## GOAL OF THE EXERCISE
Write out the data that follows exactly, keeping every picture out.
BEGIN
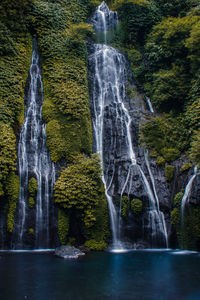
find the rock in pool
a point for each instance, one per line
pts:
(68, 252)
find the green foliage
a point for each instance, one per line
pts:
(31, 231)
(185, 167)
(173, 7)
(169, 172)
(188, 230)
(124, 206)
(177, 199)
(78, 32)
(170, 154)
(165, 135)
(195, 148)
(96, 245)
(63, 226)
(137, 17)
(7, 150)
(32, 187)
(100, 230)
(136, 206)
(31, 202)
(79, 187)
(12, 192)
(169, 90)
(160, 160)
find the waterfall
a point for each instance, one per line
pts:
(112, 126)
(155, 215)
(149, 104)
(34, 162)
(187, 193)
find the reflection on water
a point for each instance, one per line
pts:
(142, 275)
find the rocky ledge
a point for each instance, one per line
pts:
(68, 252)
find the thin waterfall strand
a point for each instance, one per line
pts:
(34, 161)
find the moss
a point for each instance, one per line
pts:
(31, 231)
(124, 206)
(72, 241)
(96, 245)
(7, 152)
(61, 34)
(165, 135)
(136, 206)
(169, 172)
(177, 199)
(100, 231)
(188, 230)
(63, 226)
(32, 187)
(185, 167)
(170, 154)
(79, 190)
(160, 160)
(79, 187)
(12, 191)
(31, 202)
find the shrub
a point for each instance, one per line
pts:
(160, 160)
(12, 191)
(136, 206)
(169, 172)
(63, 226)
(185, 167)
(79, 187)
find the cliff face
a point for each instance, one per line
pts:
(162, 62)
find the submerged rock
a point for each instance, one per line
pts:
(68, 252)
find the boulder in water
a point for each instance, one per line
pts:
(68, 252)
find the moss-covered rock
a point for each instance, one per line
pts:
(136, 206)
(124, 206)
(63, 226)
(12, 191)
(185, 167)
(169, 172)
(160, 160)
(96, 245)
(80, 192)
(32, 187)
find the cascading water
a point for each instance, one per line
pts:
(112, 127)
(155, 215)
(149, 104)
(186, 195)
(34, 162)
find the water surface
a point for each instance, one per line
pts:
(142, 275)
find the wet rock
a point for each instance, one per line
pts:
(68, 252)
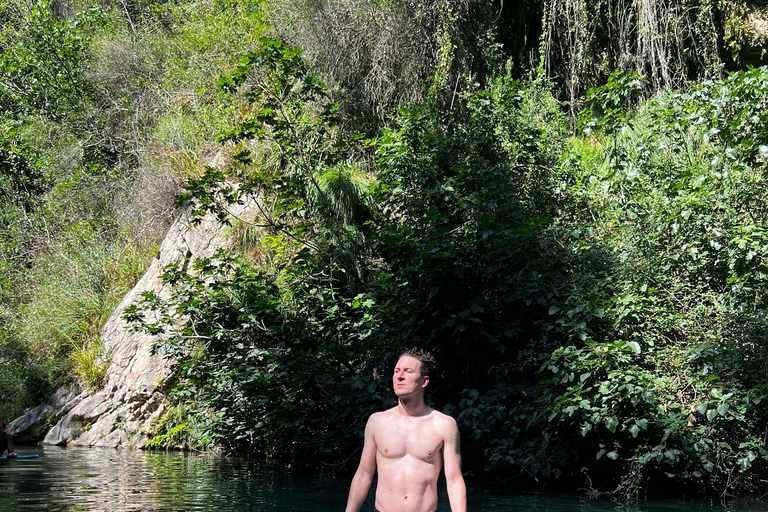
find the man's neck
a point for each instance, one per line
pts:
(414, 406)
END
## YOUR RESPONSE
find the rock in pool
a point for each instance, one per line
pts:
(68, 252)
find the green foliage
a point for each instance, one per line
pts:
(31, 231)
(185, 167)
(173, 7)
(169, 172)
(188, 230)
(124, 206)
(177, 199)
(78, 32)
(170, 154)
(165, 135)
(195, 148)
(96, 245)
(63, 226)
(137, 17)
(7, 150)
(32, 187)
(100, 230)
(136, 206)
(31, 202)
(79, 187)
(12, 192)
(169, 90)
(160, 160)
find the waterfall
a point for each instance, one per line
pts:
(112, 126)
(155, 215)
(149, 104)
(34, 162)
(187, 193)
find the reflection on water
a point for each instance, one per line
pts:
(142, 275)
find the rocky ledge
a point for each instance, one per line
pts:
(68, 252)
find the thin waterfall strand
a point for each instance, one per line
pts:
(34, 161)
find the moss
a point for each instance, one per line
pts:
(31, 231)
(124, 206)
(72, 241)
(96, 245)
(7, 152)
(61, 34)
(165, 135)
(136, 206)
(169, 172)
(177, 199)
(100, 231)
(188, 230)
(63, 226)
(32, 187)
(185, 167)
(170, 154)
(79, 190)
(160, 160)
(79, 187)
(12, 191)
(31, 202)
find the shrub
a point for each instance, one per line
pts:
(160, 160)
(12, 191)
(136, 206)
(169, 172)
(63, 226)
(185, 167)
(79, 187)
find the cliff face
a point for each instance, one per line
pts:
(162, 62)
find the submerged rock
a point for each instance, one per line
pts:
(68, 252)
find the boulder in water
a point for each instance, one per line
pts:
(68, 252)
find the moss-covered rock
a point for each instance, one per line
pts:
(136, 206)
(124, 206)
(63, 226)
(12, 191)
(185, 167)
(169, 172)
(160, 160)
(96, 245)
(80, 192)
(32, 187)
find the cascading water
a point for each instance, one per line
pts:
(112, 127)
(155, 215)
(149, 104)
(186, 195)
(34, 162)
find the water surface
a point for each instance, one per line
pts:
(142, 275)
find the wet rock
a point for each instance, one per line
pts:
(68, 252)
find the man's neck
a point for each instance, one per line
pts:
(414, 406)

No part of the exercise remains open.